Write out, word for word, the lines of the rows below. Begin at the line that has "Segment every instance of the plastic" and stop after the line that has "137), (55, 133)]".

◆ ◆ ◆ ◆ ◆

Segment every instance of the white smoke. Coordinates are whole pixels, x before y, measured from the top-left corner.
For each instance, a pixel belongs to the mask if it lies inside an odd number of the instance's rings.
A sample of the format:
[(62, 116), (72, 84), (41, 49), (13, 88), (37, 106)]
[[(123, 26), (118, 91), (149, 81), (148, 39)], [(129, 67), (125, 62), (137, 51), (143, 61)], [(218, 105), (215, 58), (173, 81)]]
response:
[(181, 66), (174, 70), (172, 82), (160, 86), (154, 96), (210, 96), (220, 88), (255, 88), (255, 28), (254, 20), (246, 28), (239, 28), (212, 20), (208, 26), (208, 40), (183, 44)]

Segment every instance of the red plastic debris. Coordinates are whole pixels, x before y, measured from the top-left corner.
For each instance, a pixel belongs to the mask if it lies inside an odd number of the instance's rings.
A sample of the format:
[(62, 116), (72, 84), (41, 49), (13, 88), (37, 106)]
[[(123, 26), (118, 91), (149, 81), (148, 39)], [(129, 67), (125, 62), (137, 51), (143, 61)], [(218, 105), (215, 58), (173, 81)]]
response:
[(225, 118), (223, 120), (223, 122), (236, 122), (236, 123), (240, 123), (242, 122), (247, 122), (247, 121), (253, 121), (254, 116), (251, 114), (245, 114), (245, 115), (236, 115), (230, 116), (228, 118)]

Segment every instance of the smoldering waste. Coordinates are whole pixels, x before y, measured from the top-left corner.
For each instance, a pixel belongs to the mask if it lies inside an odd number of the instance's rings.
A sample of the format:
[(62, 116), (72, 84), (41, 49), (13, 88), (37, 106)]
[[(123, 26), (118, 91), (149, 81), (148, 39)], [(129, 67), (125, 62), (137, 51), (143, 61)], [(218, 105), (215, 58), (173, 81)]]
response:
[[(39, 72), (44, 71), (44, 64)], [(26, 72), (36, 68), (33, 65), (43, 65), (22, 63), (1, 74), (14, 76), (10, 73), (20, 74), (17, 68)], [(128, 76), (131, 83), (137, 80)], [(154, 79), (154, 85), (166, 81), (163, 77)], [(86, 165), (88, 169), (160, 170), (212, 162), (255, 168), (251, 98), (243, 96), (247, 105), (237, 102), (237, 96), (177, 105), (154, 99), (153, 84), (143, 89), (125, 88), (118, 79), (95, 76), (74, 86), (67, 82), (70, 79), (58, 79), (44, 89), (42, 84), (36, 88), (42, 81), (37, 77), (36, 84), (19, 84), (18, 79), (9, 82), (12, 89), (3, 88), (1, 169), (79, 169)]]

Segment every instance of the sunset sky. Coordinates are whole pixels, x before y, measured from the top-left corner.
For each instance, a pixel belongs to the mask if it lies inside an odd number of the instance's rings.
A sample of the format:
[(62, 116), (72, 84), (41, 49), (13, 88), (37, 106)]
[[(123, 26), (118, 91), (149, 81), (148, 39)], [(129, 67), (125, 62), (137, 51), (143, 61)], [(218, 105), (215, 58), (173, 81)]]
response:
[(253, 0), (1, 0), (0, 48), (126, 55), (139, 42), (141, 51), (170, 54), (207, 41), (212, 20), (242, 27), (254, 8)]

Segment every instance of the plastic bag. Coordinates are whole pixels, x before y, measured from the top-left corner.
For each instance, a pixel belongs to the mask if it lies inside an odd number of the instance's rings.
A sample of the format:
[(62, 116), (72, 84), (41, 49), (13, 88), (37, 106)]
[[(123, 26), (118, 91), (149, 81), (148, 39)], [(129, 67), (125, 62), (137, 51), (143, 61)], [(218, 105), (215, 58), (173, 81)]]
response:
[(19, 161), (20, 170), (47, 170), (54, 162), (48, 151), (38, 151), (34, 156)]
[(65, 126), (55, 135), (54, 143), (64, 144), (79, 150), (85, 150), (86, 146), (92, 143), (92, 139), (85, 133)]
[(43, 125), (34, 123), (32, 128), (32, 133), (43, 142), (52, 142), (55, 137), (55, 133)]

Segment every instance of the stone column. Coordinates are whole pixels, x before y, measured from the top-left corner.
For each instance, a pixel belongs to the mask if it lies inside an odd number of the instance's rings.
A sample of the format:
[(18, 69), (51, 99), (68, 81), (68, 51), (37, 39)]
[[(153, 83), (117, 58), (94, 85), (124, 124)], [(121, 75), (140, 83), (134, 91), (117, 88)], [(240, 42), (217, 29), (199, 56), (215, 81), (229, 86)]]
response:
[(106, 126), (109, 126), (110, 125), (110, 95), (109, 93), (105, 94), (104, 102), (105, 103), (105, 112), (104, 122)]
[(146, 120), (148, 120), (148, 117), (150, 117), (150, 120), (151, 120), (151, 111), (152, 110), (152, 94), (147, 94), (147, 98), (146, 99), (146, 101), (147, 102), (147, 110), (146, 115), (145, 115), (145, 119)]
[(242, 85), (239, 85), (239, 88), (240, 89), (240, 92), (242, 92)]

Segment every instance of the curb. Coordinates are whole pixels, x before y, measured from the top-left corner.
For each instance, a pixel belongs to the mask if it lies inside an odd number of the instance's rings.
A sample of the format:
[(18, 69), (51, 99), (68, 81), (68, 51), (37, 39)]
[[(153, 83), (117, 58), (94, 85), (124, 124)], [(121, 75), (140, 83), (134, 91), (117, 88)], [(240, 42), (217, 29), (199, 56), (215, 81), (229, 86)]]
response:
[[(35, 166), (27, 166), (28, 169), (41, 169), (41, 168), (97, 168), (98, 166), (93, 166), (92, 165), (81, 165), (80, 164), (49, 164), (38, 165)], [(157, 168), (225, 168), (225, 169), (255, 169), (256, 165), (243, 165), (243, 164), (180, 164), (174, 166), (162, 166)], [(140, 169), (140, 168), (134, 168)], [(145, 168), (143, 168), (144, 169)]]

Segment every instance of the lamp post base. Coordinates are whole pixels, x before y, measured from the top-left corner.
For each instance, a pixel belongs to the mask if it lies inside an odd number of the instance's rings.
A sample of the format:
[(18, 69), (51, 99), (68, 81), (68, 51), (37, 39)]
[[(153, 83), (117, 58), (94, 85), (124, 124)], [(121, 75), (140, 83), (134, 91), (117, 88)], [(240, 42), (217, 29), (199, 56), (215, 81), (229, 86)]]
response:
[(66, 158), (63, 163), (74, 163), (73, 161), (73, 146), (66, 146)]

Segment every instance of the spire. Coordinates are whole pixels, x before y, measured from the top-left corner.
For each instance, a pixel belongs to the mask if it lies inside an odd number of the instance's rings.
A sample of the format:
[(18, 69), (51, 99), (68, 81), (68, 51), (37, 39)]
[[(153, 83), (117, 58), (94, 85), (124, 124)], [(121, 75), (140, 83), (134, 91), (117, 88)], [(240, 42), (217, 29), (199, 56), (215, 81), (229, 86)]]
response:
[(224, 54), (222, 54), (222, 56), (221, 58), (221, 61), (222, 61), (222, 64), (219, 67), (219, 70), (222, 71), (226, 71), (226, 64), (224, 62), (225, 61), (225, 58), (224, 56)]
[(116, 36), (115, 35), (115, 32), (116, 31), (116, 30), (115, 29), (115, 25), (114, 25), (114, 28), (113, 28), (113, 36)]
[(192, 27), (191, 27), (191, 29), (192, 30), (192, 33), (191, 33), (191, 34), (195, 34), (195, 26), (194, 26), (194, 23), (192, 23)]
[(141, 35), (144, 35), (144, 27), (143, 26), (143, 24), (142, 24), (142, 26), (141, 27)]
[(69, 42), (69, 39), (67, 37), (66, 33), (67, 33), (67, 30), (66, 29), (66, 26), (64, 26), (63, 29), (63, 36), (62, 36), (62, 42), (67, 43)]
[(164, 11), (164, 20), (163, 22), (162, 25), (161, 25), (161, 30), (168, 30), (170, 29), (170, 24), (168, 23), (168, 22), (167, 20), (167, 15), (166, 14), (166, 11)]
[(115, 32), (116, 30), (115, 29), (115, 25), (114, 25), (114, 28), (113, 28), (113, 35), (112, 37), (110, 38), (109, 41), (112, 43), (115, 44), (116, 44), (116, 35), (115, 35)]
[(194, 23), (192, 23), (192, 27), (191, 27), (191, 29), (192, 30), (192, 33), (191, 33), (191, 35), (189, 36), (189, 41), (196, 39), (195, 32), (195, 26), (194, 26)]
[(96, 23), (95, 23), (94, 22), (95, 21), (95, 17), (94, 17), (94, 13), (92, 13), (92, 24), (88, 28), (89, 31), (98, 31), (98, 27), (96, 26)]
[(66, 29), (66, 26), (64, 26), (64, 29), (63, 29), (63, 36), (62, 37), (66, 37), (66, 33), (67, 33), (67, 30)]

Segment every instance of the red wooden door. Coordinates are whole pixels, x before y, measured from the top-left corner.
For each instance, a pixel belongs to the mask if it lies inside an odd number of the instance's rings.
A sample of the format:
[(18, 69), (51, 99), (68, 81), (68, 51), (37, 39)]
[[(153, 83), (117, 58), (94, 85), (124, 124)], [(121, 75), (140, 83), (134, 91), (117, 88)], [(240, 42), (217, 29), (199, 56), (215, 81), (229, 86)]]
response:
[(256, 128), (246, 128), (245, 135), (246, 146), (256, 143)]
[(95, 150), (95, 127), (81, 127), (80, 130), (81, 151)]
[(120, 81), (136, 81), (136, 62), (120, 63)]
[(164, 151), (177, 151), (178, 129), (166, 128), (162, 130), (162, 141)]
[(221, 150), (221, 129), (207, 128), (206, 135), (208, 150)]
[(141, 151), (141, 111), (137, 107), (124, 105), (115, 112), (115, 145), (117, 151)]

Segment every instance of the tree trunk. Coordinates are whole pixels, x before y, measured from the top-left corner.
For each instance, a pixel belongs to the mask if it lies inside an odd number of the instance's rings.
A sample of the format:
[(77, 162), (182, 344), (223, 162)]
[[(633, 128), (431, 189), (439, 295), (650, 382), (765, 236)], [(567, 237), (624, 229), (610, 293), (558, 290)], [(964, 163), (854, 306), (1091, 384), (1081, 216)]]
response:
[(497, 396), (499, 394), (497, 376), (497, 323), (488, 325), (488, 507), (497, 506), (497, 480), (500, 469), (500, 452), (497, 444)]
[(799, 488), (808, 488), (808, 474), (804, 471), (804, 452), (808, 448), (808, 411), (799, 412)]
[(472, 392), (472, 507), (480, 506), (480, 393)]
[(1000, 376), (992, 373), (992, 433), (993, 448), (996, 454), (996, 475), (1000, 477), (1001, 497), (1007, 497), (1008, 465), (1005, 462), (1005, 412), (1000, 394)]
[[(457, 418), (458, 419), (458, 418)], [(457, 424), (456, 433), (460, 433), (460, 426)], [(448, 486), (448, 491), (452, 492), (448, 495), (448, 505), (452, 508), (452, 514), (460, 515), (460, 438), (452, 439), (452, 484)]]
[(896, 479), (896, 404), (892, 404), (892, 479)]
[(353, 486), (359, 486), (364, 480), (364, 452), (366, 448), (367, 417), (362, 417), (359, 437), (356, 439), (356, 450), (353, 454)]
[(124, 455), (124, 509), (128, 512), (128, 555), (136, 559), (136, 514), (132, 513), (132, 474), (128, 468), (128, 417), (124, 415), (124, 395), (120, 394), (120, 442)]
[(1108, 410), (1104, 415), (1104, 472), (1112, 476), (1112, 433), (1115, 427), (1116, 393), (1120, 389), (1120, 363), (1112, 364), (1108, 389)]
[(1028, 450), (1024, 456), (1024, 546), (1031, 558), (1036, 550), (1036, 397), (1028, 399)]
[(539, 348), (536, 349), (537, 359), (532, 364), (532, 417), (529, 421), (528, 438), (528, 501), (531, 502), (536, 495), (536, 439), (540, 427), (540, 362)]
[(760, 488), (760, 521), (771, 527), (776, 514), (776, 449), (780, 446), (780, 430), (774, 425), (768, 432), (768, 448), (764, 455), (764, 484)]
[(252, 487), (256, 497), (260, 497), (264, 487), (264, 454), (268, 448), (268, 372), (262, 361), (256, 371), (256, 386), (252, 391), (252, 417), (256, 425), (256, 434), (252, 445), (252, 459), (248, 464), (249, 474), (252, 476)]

◆ ◆ ◆ ◆ ◆

_THE RESPONSE_:
Segment every instance of the plastic bag. Coordinates are whole pixels, x before y, measured from the top-left corner.
For each instance, a pixel belongs to the mask if it lies inside an odd number of the instance's rings.
A sample of the format:
[(62, 116), (72, 84), (41, 49), (13, 88), (37, 106)]
[[(123, 26), (118, 91), (149, 81), (148, 39)], [(129, 67), (125, 62), (137, 51), (143, 61)], [(218, 105), (215, 58), (173, 81)]]
response:
[(19, 161), (20, 170), (47, 170), (54, 162), (48, 151), (38, 151), (34, 156)]
[(65, 126), (55, 135), (54, 143), (64, 144), (79, 150), (85, 150), (86, 146), (92, 143), (92, 139), (85, 133)]
[(43, 125), (34, 123), (32, 128), (32, 133), (43, 142), (52, 142), (55, 137), (55, 133)]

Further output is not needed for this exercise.